§ Input data:
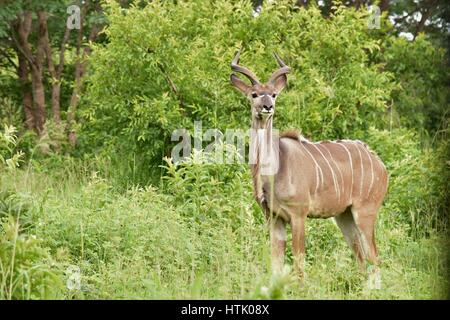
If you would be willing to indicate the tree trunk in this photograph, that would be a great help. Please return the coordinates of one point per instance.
(55, 72)
(37, 74)
(23, 29)
(27, 96)
(80, 69)
(384, 5)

§ Exercise description: Could you copy out each entry above word for word, without the pictures?

§ Task result:
If you would be willing to indicate the tree trunk in this photograph, that would be a great help. Please return the coordinates of one point per instance.
(55, 72)
(37, 74)
(23, 29)
(27, 96)
(80, 69)
(384, 5)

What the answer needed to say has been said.